### WHAT IS REQUIRED
Give a verbatim repeat of the lines that run from the line containing "The client would like the blue" to the end of the data below.

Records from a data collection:
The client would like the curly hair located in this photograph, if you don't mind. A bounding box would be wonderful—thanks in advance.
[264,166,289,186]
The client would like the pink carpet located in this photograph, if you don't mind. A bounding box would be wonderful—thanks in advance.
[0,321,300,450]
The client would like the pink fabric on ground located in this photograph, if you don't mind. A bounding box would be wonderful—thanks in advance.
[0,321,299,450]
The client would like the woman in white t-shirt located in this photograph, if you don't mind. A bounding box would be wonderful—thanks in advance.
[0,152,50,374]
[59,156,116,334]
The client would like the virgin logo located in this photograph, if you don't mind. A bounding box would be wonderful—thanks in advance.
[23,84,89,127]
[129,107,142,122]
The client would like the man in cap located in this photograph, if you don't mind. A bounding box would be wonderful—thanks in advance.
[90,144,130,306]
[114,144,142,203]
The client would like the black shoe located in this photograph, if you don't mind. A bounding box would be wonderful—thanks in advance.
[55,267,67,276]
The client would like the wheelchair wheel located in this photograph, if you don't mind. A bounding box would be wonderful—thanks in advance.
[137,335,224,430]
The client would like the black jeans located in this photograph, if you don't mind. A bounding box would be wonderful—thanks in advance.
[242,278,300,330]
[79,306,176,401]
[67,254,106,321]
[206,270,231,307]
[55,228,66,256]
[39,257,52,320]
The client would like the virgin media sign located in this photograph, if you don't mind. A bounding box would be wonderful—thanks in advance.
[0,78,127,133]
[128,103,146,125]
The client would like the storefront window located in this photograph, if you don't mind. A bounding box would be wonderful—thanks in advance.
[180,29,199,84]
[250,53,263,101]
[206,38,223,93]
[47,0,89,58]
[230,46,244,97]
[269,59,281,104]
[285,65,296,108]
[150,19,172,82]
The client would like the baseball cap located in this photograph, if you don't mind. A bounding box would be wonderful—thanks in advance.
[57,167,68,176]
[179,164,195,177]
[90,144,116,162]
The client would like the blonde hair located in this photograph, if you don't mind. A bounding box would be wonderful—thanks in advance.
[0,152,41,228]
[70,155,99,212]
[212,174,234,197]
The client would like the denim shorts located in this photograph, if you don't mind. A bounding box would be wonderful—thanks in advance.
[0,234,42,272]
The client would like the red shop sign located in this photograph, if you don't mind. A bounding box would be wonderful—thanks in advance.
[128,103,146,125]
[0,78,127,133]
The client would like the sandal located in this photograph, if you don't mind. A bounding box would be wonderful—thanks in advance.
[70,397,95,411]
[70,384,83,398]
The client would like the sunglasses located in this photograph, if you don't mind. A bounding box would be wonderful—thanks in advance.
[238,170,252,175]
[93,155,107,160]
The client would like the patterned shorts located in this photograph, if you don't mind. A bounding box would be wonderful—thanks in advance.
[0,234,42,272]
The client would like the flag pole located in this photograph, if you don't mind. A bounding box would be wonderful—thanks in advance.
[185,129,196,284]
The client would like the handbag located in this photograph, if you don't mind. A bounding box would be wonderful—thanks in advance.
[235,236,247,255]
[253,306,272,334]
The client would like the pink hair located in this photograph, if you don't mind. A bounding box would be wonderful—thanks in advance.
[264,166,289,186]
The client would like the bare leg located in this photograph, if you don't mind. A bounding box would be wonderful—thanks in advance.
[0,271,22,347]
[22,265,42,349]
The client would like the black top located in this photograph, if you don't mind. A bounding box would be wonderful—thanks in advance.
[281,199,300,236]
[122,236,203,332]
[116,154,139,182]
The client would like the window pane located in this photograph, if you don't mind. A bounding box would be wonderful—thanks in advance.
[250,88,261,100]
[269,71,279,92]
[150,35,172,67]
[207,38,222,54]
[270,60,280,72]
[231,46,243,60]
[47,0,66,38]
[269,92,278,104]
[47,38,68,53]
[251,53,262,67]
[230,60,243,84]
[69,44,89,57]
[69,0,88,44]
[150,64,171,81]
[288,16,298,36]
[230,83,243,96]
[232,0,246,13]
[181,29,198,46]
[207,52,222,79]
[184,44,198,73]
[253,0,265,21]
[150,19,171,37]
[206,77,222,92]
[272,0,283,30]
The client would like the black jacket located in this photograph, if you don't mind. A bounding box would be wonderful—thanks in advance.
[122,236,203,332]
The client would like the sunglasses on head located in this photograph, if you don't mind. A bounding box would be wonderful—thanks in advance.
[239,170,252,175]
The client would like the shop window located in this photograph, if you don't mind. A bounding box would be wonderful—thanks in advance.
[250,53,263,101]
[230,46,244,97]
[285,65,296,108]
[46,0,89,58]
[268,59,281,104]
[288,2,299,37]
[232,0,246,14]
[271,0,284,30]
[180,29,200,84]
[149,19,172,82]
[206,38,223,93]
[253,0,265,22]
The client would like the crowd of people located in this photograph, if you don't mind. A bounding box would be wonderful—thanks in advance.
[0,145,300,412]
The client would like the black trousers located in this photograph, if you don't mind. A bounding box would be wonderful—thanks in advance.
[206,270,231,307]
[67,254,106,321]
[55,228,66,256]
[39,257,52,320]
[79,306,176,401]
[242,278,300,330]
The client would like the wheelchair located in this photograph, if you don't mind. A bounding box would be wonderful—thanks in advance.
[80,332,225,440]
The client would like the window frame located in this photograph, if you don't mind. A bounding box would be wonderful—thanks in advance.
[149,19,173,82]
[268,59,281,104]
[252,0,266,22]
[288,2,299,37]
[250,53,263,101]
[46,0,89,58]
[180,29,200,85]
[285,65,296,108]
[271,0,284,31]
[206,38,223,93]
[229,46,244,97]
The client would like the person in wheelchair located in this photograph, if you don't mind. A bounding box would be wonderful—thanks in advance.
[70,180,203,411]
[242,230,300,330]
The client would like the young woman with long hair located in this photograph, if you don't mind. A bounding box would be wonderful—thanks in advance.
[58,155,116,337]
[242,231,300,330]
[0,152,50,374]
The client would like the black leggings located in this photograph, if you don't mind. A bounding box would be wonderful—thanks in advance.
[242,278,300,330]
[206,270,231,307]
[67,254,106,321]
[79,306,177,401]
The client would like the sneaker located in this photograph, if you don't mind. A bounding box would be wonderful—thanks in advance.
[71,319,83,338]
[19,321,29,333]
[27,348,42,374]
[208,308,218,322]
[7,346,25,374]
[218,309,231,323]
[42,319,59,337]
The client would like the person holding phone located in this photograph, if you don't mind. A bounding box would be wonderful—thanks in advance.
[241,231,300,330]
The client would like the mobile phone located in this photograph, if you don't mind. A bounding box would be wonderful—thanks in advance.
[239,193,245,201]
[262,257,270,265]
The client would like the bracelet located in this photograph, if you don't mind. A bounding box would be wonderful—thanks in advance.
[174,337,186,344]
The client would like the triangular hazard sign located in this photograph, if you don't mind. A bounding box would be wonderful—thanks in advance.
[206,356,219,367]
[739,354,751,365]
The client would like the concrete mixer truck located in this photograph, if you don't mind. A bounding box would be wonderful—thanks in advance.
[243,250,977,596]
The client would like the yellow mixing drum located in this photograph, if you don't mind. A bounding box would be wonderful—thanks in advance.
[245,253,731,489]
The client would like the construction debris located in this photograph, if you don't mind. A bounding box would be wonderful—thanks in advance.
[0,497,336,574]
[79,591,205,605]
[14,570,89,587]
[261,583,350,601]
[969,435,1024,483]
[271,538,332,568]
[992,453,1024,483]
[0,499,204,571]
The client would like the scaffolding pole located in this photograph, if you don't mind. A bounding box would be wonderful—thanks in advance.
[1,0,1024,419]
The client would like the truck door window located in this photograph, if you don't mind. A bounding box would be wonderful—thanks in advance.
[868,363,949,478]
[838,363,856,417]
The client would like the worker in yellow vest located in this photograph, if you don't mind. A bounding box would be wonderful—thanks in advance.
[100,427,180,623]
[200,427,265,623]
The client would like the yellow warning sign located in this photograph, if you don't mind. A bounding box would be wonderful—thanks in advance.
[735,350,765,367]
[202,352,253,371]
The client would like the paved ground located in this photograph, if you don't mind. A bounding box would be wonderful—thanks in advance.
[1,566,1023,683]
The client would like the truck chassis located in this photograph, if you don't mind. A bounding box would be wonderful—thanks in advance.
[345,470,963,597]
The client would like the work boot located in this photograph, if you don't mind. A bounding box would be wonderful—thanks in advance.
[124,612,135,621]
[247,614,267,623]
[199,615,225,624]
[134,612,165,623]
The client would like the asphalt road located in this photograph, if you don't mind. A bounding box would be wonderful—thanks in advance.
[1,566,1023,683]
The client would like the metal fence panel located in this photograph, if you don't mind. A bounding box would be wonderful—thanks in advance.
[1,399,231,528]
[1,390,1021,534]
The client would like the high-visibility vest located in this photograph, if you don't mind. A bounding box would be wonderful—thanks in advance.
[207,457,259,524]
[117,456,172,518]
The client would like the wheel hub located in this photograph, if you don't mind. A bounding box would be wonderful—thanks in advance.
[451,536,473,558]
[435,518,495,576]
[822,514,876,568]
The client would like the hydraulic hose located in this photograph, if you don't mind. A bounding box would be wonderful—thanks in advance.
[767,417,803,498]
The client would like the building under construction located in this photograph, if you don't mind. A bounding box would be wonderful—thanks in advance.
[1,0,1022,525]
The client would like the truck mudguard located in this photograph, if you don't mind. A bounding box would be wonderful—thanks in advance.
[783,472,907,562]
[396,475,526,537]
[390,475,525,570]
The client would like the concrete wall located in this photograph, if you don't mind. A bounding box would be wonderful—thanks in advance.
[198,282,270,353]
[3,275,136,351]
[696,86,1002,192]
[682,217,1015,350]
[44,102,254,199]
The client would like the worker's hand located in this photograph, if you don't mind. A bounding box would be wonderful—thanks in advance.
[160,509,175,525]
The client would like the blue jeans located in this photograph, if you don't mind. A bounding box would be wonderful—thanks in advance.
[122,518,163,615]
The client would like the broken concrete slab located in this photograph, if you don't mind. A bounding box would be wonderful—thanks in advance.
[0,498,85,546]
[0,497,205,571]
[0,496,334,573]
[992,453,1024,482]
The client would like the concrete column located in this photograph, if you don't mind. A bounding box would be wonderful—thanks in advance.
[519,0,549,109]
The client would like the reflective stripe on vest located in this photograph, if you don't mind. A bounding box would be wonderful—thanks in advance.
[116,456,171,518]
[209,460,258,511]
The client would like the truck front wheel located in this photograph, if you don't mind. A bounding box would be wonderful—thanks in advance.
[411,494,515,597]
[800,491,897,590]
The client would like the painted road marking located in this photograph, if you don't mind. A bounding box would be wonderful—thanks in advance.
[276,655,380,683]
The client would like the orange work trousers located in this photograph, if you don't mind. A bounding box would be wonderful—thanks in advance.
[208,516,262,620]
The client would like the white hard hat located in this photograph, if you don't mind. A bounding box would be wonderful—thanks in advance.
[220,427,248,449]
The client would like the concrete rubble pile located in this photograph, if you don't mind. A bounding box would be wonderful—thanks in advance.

### YOUR RESPONSE
The client would like the blue jeans located in this photograph, if you don't mind. A bounding box would be wonderful—thanks in advance.
[122,518,163,615]
The client would like the broken concrete slab located in this photograph, if you don't mind. A bounding box would be wonderful—thanks in advance.
[0,498,85,546]
[0,497,205,571]
[0,496,334,573]
[992,453,1024,482]
The client would like the concrete column located in this photograph, if you don't mind. A bounding box would be wonderful—thanks in advance.
[519,0,549,109]
The client would like the reflective stripe on vest located in this photograph, if you don't mind. A bounding box would be wonderful—thanks in advance.
[116,456,171,518]
[209,460,258,511]
The client would like the truck front wheel located in this photograph, if you don't mind. A bounding box would be wonderful—thanks in advance.
[411,494,515,597]
[800,491,897,590]
The client would like the painted road marking located in this photograph, if you don't mind. A bounding box would be wonderful—thanks in advance.
[276,655,380,683]
The client would like the orange work trousers located in this photograph, if you don't mind. A bounding box would be wonderful—thanks in advance.
[208,516,262,620]
The client would like the white hard hat located in this photograph, if you don't mind. A bounding box would be wonderful—thanks in advance.
[220,427,248,449]
The client would like the concrete rubble pile located in this photograph, if you don't mind. A bounding box would be wonderful—thanks in advance.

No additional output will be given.